**TASK BRIEF**. Format the part of the listing that runs from its first line through the line containing "(742, 1107)" as a JSON list of strings, one string per line, omitting blank lines. Include both of those lines and nothing beyond them.

Records of labeled points
>> START

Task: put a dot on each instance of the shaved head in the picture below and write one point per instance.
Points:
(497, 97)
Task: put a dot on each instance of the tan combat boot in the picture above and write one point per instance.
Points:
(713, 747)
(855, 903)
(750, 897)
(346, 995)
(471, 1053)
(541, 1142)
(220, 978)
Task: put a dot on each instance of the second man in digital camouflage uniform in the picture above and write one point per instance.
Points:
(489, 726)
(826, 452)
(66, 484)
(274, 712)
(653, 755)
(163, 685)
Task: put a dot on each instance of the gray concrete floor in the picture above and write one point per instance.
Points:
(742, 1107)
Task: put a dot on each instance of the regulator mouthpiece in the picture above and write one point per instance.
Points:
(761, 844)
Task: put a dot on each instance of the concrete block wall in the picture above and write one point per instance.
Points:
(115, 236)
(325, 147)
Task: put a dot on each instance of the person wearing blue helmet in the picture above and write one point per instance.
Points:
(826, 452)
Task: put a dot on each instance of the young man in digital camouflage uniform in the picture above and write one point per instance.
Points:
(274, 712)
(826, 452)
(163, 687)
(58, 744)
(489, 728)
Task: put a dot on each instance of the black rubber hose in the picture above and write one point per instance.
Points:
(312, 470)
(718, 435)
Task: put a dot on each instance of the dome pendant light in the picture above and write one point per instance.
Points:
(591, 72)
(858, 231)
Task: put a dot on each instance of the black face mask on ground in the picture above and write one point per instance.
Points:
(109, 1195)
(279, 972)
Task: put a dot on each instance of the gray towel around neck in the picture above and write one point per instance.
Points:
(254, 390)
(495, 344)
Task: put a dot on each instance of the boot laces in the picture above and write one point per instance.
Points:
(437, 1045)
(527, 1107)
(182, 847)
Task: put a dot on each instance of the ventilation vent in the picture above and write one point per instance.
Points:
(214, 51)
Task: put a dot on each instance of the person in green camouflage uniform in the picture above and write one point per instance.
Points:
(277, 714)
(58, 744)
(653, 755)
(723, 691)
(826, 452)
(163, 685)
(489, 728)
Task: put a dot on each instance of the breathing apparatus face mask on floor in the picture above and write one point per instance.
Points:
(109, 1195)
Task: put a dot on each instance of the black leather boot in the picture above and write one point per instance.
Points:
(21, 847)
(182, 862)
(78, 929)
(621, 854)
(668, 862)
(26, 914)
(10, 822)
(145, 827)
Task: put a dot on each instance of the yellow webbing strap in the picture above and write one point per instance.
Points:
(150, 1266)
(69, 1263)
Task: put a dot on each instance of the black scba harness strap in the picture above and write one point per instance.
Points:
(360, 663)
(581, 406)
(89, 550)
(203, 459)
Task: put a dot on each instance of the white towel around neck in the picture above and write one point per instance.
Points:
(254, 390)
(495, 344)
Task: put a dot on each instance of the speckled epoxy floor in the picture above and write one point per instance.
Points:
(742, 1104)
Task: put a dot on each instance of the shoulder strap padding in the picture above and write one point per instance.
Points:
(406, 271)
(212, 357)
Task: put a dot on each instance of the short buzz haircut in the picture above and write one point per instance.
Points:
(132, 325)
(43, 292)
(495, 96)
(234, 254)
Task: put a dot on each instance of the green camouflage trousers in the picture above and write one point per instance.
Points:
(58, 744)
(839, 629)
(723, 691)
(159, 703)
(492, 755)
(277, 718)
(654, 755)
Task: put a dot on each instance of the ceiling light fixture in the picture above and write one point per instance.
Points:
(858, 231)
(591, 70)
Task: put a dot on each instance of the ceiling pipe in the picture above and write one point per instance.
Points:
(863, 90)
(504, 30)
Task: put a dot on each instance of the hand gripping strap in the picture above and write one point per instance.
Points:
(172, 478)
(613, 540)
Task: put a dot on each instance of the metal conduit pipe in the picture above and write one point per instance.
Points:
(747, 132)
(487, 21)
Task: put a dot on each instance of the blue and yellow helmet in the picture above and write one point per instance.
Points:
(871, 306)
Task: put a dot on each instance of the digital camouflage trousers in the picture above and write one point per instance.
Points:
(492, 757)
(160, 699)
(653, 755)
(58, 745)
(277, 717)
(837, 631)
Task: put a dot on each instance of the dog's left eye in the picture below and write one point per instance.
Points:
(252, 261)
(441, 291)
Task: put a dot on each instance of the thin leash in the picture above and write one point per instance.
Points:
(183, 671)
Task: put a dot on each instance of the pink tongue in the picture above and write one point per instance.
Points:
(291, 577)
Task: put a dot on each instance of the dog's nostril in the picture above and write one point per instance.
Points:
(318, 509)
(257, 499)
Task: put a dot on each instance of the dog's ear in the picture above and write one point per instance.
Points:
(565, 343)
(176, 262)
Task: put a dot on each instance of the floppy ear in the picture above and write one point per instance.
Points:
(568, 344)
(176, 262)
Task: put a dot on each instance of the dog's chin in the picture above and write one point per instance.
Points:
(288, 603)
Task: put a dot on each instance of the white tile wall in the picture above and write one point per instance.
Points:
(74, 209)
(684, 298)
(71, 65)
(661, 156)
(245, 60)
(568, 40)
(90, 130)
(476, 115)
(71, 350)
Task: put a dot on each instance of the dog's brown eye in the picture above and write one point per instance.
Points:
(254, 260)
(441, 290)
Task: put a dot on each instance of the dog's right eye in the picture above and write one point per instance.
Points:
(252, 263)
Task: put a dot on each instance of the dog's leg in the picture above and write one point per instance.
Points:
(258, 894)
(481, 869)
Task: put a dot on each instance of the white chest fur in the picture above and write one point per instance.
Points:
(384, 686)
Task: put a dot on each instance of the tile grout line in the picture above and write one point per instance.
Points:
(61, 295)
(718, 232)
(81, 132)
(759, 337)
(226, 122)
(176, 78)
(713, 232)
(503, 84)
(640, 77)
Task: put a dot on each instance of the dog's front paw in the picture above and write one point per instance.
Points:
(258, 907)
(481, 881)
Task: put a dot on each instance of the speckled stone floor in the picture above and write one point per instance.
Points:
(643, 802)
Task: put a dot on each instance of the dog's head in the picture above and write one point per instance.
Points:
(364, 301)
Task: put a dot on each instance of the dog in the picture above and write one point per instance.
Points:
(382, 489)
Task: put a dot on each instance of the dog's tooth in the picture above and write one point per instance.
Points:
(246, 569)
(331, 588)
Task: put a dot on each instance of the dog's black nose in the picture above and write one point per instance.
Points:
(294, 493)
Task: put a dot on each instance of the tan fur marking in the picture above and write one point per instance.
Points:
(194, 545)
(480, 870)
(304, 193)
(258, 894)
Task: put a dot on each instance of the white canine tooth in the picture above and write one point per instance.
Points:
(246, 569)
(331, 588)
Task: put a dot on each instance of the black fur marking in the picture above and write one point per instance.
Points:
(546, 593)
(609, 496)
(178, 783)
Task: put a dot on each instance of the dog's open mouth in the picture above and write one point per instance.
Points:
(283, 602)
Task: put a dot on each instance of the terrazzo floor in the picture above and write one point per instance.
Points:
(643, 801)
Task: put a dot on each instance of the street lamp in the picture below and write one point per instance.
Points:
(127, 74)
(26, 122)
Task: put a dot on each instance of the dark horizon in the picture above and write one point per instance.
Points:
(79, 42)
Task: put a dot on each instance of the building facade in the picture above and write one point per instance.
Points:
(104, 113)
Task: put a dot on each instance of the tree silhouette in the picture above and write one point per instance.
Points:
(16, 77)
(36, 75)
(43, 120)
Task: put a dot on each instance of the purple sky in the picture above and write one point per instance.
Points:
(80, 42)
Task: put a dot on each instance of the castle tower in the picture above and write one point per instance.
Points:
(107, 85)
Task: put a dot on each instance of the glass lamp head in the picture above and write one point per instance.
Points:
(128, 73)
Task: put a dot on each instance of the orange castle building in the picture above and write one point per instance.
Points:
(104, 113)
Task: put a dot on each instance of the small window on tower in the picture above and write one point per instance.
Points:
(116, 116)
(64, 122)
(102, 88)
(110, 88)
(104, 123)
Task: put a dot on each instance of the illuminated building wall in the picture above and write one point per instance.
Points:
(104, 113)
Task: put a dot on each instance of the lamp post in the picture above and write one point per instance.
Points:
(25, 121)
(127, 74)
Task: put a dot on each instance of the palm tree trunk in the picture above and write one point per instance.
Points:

>> END

**FINAL RESULT**.
[
  "Task: put a dot on each instance of the shaved head in the picture below and write one point per instance.",
  "Points:",
  "(497, 97)",
  "Task: put a dot on each instance of the tan combat boot in the picture above and write one point per instance.",
  "Points:",
  "(713, 747)",
  "(855, 903)",
  "(750, 897)",
  "(346, 995)",
  "(471, 1053)",
  "(541, 1142)",
  "(220, 978)",
  "Task: put a dot on each instance of the second man in digital camouflage uniform in the picture above and write one point per instance.",
  "Points:",
  "(489, 726)",
  "(826, 452)",
  "(66, 484)",
  "(274, 712)",
  "(653, 755)",
  "(163, 685)",
  "Task: put a dot on each instance of the gray concrete floor in the picture above and write one point per instance.",
  "Points:",
  "(742, 1107)"
]